KUTIPAN TEKS:
+++

REPUBLIKA.CO.ID, JAKARTA -- Menteri Koordinator Bidang Kemaritiman Luhut Binsar Pandjaitan menyebut aksi penenggelaman kapal ikan asing ilegal yang tertangkap di perairan Indonesia merupakan salah satu program yang juga ia inisiasi.
"Penenggelaman kapal sebenarnya kalau mundur, sejak saya jadi Kepala Staf Presiden, sebenarnya saya ikut menginisiasi ini. Pak Lambock (staf khusus urusan legal) yang menyusun Keppres yang kemudian jadi Keppres 115 Tahun 2015," katanya dalam acara "Afternoon Tea" bersama wartawan di Kemenko Kemaritiman Jakarta, Selasa.
Menurut mantan Menko Polhukam itu, ia justru sangat mendorong kebijakan penenggelaman kapal itersebut. Namun, setelah berjalan sekitar tiga tahun, ia menilai tidak bisa terus menerus seperti itu.
Terlebih banyak kapal yang ditinggalkan begitu saja karena disita sementara banyak nelayan yang tidak bisa melaut. "Sekarang bagus mana, mau kita bakarin tenggelamin semua itu atau kita berikan kepada nelayan kita? Anda jawab saja. Itu sebenarnya esensinya," ujarnya.
Luhut menegaskan, tidak benar jika ada anggapan larangan penenggelaman kapal pada 2018 adalah untuk melindungin mafia. "Jangan ragukan integritas kami. Tapi sekarang jernih, setelah tiga tahun, 'what's next?' (apa selanjutnya?). Masa kita biarkan nelayan-nelayan kita ribut," katanya.

+++

KUMPULAN MATERI:

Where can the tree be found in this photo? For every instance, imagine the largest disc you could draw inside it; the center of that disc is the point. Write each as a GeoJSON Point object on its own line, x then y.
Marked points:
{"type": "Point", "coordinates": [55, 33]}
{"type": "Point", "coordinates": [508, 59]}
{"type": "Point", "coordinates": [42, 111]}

+++

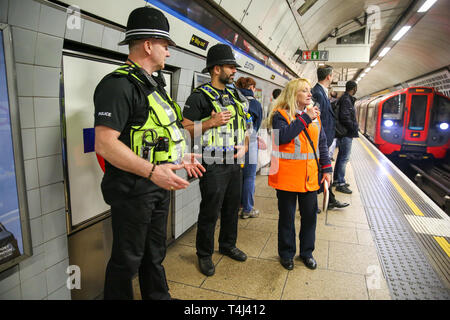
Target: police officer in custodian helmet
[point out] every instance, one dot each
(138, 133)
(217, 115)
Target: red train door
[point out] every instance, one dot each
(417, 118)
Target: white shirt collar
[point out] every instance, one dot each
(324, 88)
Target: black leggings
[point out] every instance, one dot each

+++

TUGAS:
Lanjutkan berita tentang penenggelaman kapal ikan asing ilegal itu, dimulai setelah kalimat terakhirnya.

JAWABAN:
Ia menilai penenggelaman kapal sebagai terapi kejut bagi kapal ikan asing ilegal sudah cukup berhasil dilakukan. "Tidak perlu 'shock therapy' sepanjang masa," tuturnya.
Aturan Penenggelaman
Staf Khusus Menko Maritim Urusan Legal Lambock V. Nahattands menjelaskan berdasarkan UU Nomor 31 Tahun 2004 tentang Perikanan sebagaimana telah diubah dalam UU Nomor 45 Tahun 2009, ada beberapa ketentuan mengenai penenggelaman kapal dan sebagainya.
Dalam UU tersebut Pasal 66c, Lambock menuturkan memang ada kewenangan pengawas perikanan yang melakukan pengawasan sebelum proses pengadilan untuk melakukan tindakan khusus terhadap kapal perikanan yang berusaha melarikan diri dan atau melawan dan atau membahayakan kapal pengawas.
"Ada pula Pasal 69 ayat 4 yang menyebutkan dalam melaksanakan fungsinya, penyidik atau pengawasan perikanan dapat melakukan tindakan khusus berupa pembakaran atau penenggelaman kapal perikanan yang berbendera asing berdasarkan bukti permulaan," katanya.
Namun, menurut Lambock, tindakan itu diberikan dalam proses pengejaran. Jika sudah melalui proses peradilan, sebagaimana diatur dalam Pasal 76a, maka benda dan atau alat yang dihasilkan dari tindak pidana perikanan dapat dirampas untuk negara atau dimusnahkan setelah dapat persetujuan dari Ketua Pengadilan Negeri.
"Dalam Pasal 76c, ayat 5, ini yang dimaksud Pak Menko, benda dan atau alat yang dirampas dari hasil tindak pidana perikanan berupa kapal perikanan dapat diserahkan kepada kelompok usaha bersama nelayan dan atau koperasi perikanan," katanya.